Given text
[start]

NOTES.arrow

https://observablehq.com/@kylebarron/geoarrow-and-geoparquet-in-deck-gl
https://nbviewer.org/gist/jorisvandenbossche/00e5c4a54f7b94375ccc6921c07825a0

Point or Polygon files can get very large, think:
- all fixes of a GPS collection system
- all building outlines of a city, state or country
- all agricultural parcels over EU

LIDAR data is a special topic, see e.g. COPC.io

Why not a regular database, like PostGIS?

Because: 
 * very large databases are hard to manage (dump, upgrade software, restore)
 * databases require software to be running
 * running cloud instances is more expensive that storage
 * administrative burden to set it up scalable (storage, parallel)

Google BigQuery: stateless DB
 * store data in big files (e.g. collections of csv)
 * run query involves: read data, process, write output, quit
 * only storage cost involved, and runtime of the query only
 * can read & write be done faster?

More efficient than .csv:
 * binary
 * indexed
 * columnar storage model (SAP HANA, DuckDB, R, Python, ...)
 * analysis by variable, rather than by record

Parquet:
 * binary, columnar storage
 * indexed, compressed, chunked
 * meant for storage (write once, read often)

Arrow:
 * binary, columnar, 
 * focus on memory layout, 
 * meant for performance, not (primarily) for storage
 * VC backed (Voltrondata)

Both are Apache projects (open source, cloud oriented)
Both have 
 * GEO extensions (geometry column, simple features+)
 * (bleeding edge) GDAL drivers (>= 3.5), + GDAL columnar read interface

How to leverage parallel computing, distributing over
 * cores
 * machines

[end]

Direction 1
Copy the records word for word, from the line containing "point: the bird in this photo" through the final line of the records, inclusive.

Record excerpts

[start]

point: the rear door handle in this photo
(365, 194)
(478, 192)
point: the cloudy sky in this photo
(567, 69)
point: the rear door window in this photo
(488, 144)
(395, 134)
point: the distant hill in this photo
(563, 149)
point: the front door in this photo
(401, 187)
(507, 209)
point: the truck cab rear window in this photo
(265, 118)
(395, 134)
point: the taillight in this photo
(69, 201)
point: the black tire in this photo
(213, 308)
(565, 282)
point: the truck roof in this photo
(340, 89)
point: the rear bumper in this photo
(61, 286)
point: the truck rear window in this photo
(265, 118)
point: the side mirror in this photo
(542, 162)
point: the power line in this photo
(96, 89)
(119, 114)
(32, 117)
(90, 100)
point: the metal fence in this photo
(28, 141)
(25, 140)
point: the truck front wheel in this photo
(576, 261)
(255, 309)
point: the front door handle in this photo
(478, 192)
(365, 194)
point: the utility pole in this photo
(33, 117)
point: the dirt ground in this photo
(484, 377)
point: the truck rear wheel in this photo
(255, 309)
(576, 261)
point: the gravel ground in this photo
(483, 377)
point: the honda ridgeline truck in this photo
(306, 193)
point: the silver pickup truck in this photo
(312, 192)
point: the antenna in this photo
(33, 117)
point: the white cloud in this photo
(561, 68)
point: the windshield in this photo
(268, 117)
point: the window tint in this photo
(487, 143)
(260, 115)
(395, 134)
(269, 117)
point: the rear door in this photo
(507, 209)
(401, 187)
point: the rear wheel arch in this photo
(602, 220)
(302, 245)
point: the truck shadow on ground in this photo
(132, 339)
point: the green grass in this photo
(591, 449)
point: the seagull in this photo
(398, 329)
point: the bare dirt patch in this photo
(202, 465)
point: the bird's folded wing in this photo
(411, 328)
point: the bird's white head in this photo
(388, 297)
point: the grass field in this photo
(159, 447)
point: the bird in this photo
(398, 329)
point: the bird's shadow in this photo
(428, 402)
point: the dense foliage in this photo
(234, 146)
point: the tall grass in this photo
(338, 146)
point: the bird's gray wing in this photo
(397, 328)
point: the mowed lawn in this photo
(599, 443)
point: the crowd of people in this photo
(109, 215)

[end]

Direction 2
According to the notes on Parquet and Arrow, which company backs Arrow?

Written reply 1
point: the bird in this photo
(398, 329)
point: the bird's shadow in this photo
(428, 402)
point: the dense foliage in this photo
(234, 146)
point: the tall grass in this photo
(338, 146)
point: the bird's gray wing in this photo
(397, 328)
point: the mowed lawn in this photo
(599, 443)
point: the crowd of people in this photo
(109, 215)

Written reply 2
Voltrondata